What needs to be done
Reproduce each line of the entries that carries "roof".

....................

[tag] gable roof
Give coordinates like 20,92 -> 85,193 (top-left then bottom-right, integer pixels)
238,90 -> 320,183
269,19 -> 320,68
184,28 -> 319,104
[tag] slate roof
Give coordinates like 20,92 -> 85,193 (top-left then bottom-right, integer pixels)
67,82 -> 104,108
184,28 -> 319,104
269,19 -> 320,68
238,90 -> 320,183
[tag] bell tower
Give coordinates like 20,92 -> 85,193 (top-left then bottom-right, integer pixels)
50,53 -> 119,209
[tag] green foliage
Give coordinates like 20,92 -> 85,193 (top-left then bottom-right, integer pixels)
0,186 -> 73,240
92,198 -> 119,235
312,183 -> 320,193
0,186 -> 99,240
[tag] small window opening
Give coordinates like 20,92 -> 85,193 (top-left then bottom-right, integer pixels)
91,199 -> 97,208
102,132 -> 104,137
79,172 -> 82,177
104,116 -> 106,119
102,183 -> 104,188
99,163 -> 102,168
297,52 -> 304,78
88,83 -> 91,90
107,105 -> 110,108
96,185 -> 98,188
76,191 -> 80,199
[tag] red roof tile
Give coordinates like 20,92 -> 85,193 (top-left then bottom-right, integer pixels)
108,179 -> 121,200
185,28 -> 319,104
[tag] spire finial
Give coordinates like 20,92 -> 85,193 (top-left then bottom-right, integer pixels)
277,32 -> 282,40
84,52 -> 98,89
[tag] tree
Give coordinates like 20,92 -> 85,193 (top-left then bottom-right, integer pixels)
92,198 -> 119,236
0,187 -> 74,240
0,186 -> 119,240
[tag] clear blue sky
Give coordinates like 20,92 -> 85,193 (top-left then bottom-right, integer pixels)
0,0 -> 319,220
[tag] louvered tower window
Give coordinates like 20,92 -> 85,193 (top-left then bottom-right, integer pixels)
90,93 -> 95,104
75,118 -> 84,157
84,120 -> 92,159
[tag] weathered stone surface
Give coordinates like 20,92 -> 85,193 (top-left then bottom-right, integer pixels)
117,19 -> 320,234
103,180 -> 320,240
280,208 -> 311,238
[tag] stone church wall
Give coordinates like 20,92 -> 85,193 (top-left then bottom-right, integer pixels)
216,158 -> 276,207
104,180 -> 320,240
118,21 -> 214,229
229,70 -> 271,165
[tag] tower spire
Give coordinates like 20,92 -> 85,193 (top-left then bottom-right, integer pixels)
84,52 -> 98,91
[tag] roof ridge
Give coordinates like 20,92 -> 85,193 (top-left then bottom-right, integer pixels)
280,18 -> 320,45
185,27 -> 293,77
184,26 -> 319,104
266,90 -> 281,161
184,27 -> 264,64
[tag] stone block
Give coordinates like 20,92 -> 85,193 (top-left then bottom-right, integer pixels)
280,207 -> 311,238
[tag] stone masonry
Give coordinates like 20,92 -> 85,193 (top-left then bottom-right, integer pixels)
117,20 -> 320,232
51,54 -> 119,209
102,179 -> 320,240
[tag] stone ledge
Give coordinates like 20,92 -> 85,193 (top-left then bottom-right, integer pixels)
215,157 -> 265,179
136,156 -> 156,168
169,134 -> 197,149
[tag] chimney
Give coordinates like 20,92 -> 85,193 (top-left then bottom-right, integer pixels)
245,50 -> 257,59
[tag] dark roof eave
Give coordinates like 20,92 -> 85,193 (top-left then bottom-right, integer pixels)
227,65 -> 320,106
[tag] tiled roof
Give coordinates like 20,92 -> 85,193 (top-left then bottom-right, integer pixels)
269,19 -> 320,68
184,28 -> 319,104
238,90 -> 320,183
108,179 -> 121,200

....................

Answer below
[tag] gable roof
[tag] slate roof
[tag] red roof tile
[tag] roof ridge
[tag] dark roof eave
[tag] tiled roof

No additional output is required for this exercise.